Region pointing data:
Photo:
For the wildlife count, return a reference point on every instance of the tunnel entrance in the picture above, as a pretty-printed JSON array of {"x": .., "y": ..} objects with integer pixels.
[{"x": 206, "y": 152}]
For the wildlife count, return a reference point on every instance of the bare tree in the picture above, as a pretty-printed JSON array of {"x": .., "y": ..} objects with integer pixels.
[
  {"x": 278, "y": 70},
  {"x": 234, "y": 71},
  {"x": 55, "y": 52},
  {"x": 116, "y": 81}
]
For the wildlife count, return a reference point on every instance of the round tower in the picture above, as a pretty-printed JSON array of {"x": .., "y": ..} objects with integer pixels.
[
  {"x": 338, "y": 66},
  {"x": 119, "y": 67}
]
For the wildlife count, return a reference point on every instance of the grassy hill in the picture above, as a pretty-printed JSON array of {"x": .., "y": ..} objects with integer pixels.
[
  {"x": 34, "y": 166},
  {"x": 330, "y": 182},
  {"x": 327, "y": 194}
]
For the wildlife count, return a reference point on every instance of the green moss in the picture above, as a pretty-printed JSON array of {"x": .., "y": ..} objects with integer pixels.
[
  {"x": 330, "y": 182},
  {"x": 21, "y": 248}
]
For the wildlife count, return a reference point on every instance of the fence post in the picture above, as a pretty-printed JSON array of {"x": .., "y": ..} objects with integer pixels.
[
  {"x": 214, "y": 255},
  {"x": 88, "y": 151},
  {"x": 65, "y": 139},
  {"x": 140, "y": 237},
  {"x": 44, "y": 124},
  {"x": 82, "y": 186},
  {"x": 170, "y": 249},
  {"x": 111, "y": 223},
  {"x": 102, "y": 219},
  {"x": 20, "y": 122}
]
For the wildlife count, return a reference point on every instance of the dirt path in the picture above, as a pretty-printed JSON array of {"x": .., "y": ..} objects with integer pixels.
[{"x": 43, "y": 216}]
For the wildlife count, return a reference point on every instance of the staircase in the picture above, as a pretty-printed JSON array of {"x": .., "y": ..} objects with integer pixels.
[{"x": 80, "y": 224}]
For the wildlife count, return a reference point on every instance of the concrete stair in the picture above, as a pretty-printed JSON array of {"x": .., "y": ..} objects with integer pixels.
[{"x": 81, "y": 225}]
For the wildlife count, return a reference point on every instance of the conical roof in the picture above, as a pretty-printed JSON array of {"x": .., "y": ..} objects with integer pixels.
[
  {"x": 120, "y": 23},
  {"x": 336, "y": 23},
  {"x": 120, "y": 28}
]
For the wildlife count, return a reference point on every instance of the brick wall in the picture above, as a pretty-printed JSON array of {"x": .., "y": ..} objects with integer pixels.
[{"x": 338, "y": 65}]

BRIEF:
From start to finish, retype the records above with complete accuracy.

SOLUTION TO THIS TASK:
Photo:
For the wildlife count, return a reference point on every instance of the tunnel entrance in the picture above, as a pretty-printed JSON array of {"x": .., "y": ..} objects with integer pixels.
[{"x": 206, "y": 152}]
For the wildlife count, return a reference point on every instance of the bare tree in the picture above, as a pretty-printed JSON array of {"x": .., "y": ..} objects with integer pixels.
[
  {"x": 278, "y": 70},
  {"x": 234, "y": 71},
  {"x": 55, "y": 52},
  {"x": 116, "y": 81}
]
For the wildlife count, return a reference point on every instance of the round tower in the picture above, as a pretty-printed JSON array of {"x": .., "y": ..} objects with integer pixels.
[
  {"x": 338, "y": 66},
  {"x": 119, "y": 67}
]
For the wildlife count, return a reference point on every instance of the grassy hill in the picture above, as a pretty-printed JSON array of {"x": .., "y": ..} objects with integer pixels.
[
  {"x": 34, "y": 166},
  {"x": 330, "y": 182},
  {"x": 327, "y": 194}
]
For the wildlife count, return a reference point on every instance of the green moss in the picture above, as a pretty-printed JSON array of {"x": .., "y": ..} objects with integer pixels.
[
  {"x": 330, "y": 182},
  {"x": 21, "y": 248}
]
For the wildlife count, return a reference point on every instance of the fence post in the picture above, as a pretty-printed JSON array of {"x": .., "y": ..} objects with integer pixels.
[
  {"x": 214, "y": 255},
  {"x": 88, "y": 151},
  {"x": 65, "y": 139},
  {"x": 140, "y": 237},
  {"x": 44, "y": 124},
  {"x": 82, "y": 186},
  {"x": 170, "y": 249},
  {"x": 111, "y": 223},
  {"x": 102, "y": 219},
  {"x": 20, "y": 122}
]
For the wildlife count, return a reference point on every instance of the dirt path in the picture above, as a pretty-printed JSON array of {"x": .., "y": ..} objects with integer pixels.
[{"x": 43, "y": 216}]
For the wildlife count, return a reference point on every instance of the staircase in the picture above, as a pretty-printed JSON array of {"x": .., "y": ..} objects with integer pixels.
[{"x": 80, "y": 224}]
For the wildlife count, return a reference point on every instance of the concrete stair in the picture above, as a pretty-printed JSON array of {"x": .., "y": ..} objects with integer pixels.
[{"x": 81, "y": 225}]
For the wildlife count, return a reference point on every instance of the conical roof in the picture above, as a pretty-printed JSON array of {"x": .., "y": ..} objects with integer pixels.
[
  {"x": 120, "y": 23},
  {"x": 336, "y": 23},
  {"x": 120, "y": 28}
]
For the wildlife count, return a reference point on every instance of the brick wall in the picture above, as a pretty-printed JSON array of {"x": .., "y": ..} objects with integer pixels.
[{"x": 338, "y": 65}]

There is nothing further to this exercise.